In the entries below, find the line containing "Query: brown patch on horse". Copy it and all lines after it, exactly, through the end.

--- START DATA RECORDS ---

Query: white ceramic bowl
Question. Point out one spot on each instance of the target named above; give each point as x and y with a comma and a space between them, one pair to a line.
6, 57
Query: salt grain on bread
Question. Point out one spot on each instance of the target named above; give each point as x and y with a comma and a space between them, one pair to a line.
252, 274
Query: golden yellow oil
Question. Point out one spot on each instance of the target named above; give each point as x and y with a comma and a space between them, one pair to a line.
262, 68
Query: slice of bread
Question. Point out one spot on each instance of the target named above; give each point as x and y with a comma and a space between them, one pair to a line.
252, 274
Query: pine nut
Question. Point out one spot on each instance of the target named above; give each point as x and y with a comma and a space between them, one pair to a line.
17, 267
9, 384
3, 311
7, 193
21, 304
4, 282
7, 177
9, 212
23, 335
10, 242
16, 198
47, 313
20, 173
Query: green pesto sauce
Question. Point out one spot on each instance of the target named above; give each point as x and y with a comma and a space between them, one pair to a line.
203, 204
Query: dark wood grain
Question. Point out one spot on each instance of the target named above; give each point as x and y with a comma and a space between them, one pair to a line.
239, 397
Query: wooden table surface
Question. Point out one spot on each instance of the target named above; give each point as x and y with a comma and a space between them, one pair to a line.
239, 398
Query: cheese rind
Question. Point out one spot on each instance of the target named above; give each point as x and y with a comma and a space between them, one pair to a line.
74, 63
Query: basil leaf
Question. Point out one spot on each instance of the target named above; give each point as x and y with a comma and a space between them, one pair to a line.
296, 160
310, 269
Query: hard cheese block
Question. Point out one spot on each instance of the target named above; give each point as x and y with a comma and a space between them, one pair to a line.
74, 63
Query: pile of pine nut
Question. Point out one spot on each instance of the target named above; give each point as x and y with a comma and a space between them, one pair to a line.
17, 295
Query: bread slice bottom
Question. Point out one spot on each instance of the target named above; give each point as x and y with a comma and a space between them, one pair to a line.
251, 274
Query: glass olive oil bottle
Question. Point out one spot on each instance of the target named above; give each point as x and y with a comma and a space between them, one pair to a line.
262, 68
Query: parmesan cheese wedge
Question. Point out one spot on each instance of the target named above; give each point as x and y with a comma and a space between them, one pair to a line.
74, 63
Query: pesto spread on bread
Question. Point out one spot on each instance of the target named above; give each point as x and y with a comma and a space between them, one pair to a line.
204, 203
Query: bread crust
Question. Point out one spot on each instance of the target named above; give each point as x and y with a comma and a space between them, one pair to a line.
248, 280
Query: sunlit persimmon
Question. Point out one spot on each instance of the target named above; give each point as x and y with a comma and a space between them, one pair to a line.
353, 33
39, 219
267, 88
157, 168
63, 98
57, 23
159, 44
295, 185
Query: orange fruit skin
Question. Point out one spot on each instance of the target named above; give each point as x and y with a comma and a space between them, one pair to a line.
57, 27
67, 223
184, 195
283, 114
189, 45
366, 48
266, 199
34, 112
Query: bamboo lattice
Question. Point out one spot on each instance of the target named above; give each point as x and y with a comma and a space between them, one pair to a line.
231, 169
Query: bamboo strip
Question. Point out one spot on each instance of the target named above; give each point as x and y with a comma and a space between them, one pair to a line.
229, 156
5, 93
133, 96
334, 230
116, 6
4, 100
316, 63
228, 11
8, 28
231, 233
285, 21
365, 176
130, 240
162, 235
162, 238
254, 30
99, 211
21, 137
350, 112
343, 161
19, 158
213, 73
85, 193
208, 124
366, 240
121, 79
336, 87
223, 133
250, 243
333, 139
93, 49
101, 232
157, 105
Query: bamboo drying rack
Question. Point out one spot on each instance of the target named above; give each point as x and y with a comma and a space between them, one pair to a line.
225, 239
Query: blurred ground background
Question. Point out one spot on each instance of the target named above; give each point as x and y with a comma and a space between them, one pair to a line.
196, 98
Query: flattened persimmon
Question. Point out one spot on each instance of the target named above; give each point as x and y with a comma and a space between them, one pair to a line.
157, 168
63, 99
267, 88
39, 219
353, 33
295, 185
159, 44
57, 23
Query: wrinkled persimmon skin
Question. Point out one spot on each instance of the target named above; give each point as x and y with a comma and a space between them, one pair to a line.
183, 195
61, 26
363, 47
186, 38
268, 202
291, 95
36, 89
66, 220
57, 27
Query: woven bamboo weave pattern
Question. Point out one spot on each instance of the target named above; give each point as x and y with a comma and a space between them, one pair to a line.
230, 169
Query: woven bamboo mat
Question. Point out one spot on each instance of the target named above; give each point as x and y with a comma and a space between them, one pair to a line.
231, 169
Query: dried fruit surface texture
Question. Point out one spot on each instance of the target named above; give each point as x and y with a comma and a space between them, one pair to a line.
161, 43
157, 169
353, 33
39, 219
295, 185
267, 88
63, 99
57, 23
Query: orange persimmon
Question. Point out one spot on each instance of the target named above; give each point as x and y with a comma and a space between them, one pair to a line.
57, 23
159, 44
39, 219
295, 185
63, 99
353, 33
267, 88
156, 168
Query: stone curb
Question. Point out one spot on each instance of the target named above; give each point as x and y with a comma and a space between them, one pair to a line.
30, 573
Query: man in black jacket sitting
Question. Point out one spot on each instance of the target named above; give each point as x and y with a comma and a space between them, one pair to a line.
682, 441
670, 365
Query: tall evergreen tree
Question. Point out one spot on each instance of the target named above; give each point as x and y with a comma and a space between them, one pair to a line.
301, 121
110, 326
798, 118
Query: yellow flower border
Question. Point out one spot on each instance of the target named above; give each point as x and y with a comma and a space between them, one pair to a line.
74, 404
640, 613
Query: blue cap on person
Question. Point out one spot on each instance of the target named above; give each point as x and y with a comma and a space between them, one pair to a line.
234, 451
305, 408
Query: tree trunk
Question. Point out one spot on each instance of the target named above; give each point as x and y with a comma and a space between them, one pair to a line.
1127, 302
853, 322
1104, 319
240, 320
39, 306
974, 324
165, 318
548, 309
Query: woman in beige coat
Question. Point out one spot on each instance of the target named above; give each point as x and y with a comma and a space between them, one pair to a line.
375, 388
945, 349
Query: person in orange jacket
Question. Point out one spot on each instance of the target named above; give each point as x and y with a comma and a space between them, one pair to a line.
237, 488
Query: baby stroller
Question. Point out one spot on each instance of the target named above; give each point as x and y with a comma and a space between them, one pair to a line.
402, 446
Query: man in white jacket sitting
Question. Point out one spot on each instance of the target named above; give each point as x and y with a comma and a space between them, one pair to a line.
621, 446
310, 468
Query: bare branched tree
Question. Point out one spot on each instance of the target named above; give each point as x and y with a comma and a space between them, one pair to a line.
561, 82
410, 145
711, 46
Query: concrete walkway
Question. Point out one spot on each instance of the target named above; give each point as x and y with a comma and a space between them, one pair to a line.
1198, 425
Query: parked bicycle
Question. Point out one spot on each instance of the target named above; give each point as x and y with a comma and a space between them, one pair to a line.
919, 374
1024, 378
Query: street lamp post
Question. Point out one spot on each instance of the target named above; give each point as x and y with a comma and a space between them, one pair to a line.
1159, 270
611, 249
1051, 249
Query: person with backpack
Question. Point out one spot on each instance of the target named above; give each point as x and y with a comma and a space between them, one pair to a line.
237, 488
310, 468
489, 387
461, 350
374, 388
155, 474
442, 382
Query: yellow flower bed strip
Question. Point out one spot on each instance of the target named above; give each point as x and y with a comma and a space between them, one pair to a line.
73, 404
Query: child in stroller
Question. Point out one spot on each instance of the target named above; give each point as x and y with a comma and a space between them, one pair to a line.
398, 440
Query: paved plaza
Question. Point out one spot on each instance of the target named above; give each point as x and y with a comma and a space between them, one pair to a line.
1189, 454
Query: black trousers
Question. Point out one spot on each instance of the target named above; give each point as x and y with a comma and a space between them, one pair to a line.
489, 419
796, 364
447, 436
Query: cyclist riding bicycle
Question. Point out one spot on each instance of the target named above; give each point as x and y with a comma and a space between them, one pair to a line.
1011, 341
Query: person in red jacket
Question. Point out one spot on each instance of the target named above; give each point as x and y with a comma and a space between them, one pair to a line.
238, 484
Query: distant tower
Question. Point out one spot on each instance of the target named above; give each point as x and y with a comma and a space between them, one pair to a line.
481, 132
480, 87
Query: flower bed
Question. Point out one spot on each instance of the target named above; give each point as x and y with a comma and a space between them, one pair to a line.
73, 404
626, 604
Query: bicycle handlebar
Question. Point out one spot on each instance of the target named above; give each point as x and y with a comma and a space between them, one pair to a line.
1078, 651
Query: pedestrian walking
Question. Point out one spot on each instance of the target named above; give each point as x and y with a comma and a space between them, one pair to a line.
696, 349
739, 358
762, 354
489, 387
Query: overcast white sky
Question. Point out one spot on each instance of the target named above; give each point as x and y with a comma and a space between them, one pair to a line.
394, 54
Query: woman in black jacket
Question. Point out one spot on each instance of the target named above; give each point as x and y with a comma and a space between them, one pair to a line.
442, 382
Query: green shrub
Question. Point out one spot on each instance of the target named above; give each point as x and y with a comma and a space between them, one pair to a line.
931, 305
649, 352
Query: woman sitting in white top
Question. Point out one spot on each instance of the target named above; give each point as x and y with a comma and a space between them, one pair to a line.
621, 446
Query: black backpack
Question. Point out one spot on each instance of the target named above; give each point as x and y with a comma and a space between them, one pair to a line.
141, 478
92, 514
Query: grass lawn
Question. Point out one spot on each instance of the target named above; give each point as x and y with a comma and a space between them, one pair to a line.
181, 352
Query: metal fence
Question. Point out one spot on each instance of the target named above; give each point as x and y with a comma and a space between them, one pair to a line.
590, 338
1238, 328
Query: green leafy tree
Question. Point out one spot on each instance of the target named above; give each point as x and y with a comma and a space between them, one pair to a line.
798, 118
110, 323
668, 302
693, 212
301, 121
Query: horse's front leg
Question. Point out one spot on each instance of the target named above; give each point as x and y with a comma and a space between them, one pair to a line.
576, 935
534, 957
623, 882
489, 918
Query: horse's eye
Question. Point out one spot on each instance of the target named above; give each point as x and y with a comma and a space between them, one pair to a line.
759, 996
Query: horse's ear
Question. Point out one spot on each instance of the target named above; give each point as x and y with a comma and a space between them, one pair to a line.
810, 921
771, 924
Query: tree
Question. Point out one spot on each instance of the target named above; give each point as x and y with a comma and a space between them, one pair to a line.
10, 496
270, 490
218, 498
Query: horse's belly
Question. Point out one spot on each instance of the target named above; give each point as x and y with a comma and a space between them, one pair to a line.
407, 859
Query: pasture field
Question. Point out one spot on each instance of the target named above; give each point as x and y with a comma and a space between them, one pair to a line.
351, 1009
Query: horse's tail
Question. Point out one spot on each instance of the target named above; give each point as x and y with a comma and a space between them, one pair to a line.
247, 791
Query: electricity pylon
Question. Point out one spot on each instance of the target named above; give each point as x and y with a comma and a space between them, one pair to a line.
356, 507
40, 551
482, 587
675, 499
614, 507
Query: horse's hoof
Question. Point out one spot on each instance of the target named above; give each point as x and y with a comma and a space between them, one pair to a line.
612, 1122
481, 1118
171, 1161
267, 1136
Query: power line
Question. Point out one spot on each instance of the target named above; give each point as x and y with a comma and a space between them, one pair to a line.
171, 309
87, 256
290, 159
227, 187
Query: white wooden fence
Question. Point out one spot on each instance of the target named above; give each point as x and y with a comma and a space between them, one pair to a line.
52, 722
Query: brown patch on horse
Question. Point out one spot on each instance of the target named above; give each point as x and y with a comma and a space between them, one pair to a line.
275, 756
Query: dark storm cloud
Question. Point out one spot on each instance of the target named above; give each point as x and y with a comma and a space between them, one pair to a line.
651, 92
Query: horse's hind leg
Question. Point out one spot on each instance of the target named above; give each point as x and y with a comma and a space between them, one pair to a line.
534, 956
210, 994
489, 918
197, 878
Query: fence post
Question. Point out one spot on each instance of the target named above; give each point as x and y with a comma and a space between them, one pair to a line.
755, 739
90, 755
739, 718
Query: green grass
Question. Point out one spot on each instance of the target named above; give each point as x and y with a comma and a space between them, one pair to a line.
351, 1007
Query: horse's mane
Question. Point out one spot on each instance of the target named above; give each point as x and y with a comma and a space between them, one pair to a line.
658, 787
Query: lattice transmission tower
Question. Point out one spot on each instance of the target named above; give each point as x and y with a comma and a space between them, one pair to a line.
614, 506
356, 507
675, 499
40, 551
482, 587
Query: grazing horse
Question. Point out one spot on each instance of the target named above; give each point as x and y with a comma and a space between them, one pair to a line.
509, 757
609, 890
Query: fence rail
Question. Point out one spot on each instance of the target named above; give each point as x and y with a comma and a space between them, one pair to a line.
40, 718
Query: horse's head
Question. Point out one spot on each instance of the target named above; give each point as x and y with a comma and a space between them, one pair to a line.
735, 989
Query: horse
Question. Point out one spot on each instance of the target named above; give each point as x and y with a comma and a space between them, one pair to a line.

--- END DATA RECORDS ---

* SOLUTION:
Query: brown patch on horse
Question. Point out one spot on each instance of the target named above; give each point as x and y with a comma and a space between them, one pair to a line.
275, 756
Query: dark storm cloud
Question. Point out one spot on each instance of the target named above; give each point as x and y with a comma and a space between them, one pair to a line.
651, 92
Query: horse's hind leg
Question. Point out one spot on each instance of the target named above; give each point as x and y with a comma and a space between them, one pair to a line.
534, 956
210, 994
489, 918
197, 878
Query: fence post
Question. Point out one spot on each instance of the target named above; give each point as x and y with a comma and a space between them, one pair to a line.
755, 739
90, 755
739, 718
Query: green grass
Question. Point out one spot on each instance of the target named above; give each point as x and y with a comma and a space between them, one pair to a line.
351, 1007
Query: horse's mane
Question. Point out one spot on each instance of the target named above; give each point as x and y with a comma and a space between them, one pair to a line.
658, 787
Query: lattice transmission tower
Question. Point out one spot on each instance of the target named above; give each point as x and y with a comma and a space between them, one pair to a line.
614, 506
356, 507
675, 499
40, 551
482, 587
Query: grazing horse
Question. Point out one spot on each instance of the target named above; give each point as x and y with a comma and a space between them, one pair to a line.
509, 757
609, 890
Query: fence rail
Question. Point out one spot on each instance of the target named above; give each point as x and y with a comma and a space between them, one pair to a line.
40, 718
Query: horse's head
Question. Point out one spot on each instance of the target named above; give each point as x and y with a comma and a space between them, one pair to a line.
735, 989
Query: horse
Question. Point out one spot on each instance of the target named above; give each point as x and y with a comma and a space between them, one pair to a line.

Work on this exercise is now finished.